- Opening Delimiter -

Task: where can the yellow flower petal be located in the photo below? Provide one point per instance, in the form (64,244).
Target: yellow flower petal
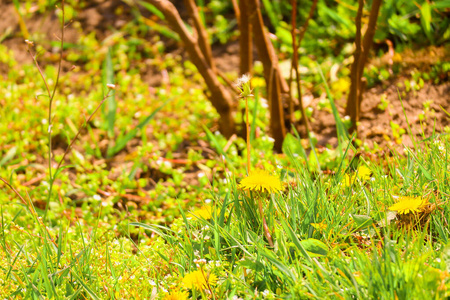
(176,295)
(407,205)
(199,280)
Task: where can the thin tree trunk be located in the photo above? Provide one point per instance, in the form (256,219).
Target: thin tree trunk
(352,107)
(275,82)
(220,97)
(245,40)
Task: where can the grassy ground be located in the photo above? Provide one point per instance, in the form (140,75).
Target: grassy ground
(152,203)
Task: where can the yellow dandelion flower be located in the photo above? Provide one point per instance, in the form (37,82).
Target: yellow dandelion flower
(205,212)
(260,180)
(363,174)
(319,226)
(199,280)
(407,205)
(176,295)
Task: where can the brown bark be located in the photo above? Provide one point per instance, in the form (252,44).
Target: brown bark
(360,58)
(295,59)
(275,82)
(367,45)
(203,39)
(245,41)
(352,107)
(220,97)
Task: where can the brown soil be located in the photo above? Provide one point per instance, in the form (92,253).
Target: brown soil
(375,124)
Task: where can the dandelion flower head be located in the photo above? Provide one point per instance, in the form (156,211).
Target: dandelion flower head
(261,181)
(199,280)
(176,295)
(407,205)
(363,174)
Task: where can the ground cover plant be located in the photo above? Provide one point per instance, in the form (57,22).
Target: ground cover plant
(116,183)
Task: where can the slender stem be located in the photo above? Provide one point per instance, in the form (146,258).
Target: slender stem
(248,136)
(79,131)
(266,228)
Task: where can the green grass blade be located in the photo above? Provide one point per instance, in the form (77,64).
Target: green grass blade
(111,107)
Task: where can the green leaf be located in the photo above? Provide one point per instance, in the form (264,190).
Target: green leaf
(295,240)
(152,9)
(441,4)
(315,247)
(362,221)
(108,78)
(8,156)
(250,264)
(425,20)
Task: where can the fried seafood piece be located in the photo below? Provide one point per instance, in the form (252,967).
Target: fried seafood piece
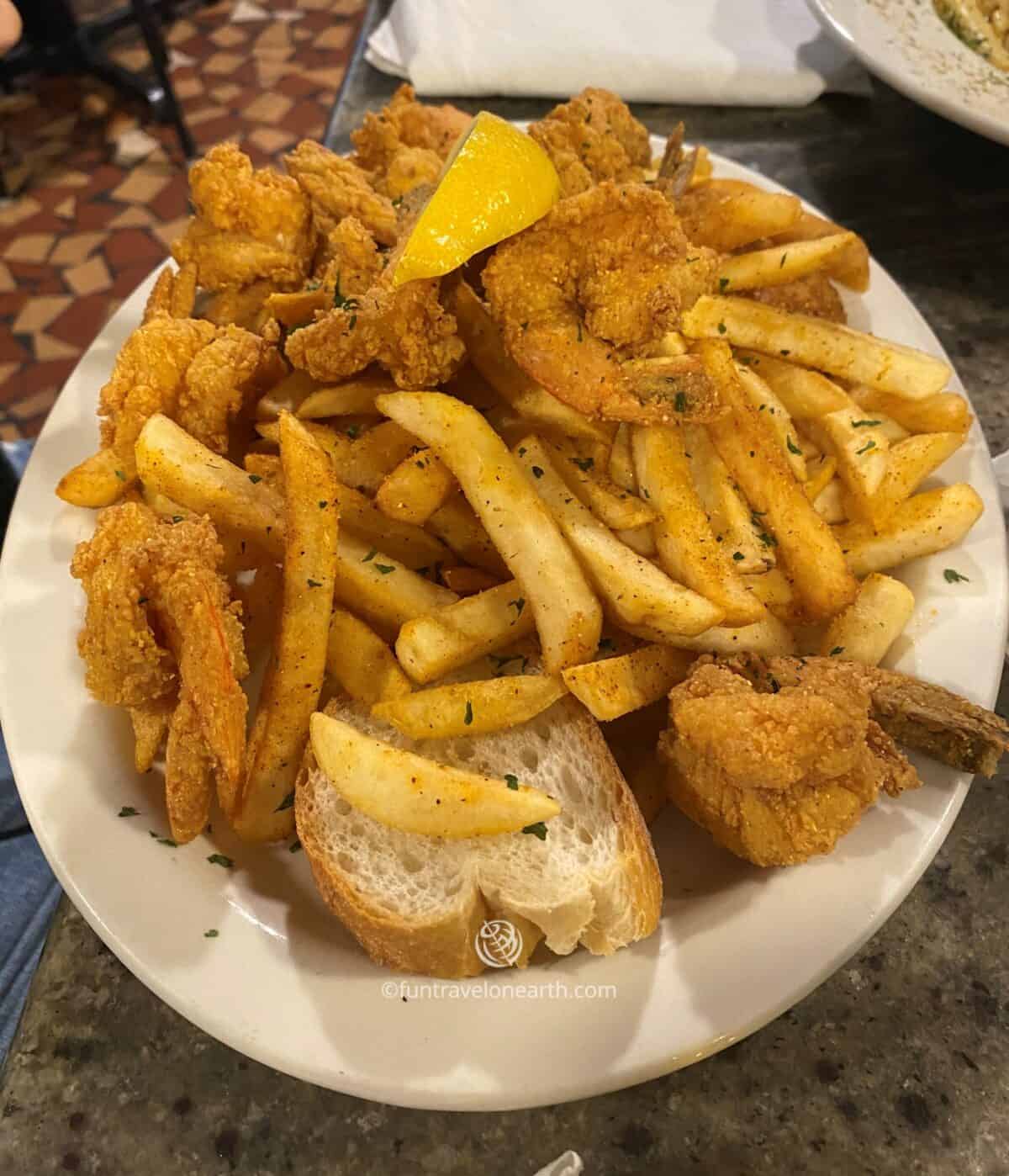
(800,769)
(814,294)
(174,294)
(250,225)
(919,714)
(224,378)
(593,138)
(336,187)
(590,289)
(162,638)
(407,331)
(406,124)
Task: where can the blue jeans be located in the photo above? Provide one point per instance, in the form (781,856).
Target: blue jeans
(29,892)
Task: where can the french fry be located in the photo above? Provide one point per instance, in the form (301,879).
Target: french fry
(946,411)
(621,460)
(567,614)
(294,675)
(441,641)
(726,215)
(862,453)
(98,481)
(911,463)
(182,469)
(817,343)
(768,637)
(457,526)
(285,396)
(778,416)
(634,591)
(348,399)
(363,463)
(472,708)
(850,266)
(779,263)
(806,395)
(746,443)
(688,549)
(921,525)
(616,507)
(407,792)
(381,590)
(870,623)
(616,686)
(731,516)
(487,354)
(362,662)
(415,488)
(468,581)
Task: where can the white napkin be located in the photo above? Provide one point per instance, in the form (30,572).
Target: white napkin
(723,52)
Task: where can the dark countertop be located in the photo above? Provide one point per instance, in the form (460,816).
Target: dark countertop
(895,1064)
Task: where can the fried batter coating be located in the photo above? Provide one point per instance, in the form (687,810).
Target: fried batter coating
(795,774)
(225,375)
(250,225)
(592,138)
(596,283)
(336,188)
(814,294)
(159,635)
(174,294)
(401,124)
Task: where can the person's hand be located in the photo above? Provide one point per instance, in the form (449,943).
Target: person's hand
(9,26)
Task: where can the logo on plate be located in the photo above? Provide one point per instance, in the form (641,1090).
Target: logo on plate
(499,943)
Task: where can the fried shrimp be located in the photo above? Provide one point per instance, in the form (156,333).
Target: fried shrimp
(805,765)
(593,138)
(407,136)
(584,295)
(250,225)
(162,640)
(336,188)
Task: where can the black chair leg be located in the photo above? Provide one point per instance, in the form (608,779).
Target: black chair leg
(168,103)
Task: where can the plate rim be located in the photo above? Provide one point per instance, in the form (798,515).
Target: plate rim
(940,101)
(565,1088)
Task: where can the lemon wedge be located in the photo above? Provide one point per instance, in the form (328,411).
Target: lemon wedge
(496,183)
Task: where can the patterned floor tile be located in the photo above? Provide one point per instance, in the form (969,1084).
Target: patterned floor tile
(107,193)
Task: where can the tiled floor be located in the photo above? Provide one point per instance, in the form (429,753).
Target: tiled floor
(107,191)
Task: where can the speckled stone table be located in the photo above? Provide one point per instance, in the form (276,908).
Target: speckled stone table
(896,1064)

- Closing Delimiter -

_ACTION ITEM_
For every line of the records that has the word "below" in it, make a copy.

_RESPONSE_
Task: where can the yellow flower petal be located in the photo below? Provide one point per instance, in the form (64,244).
Task: where can the fried seafood piece be located in the photo below? Provide one point per instance, in the form (252,967).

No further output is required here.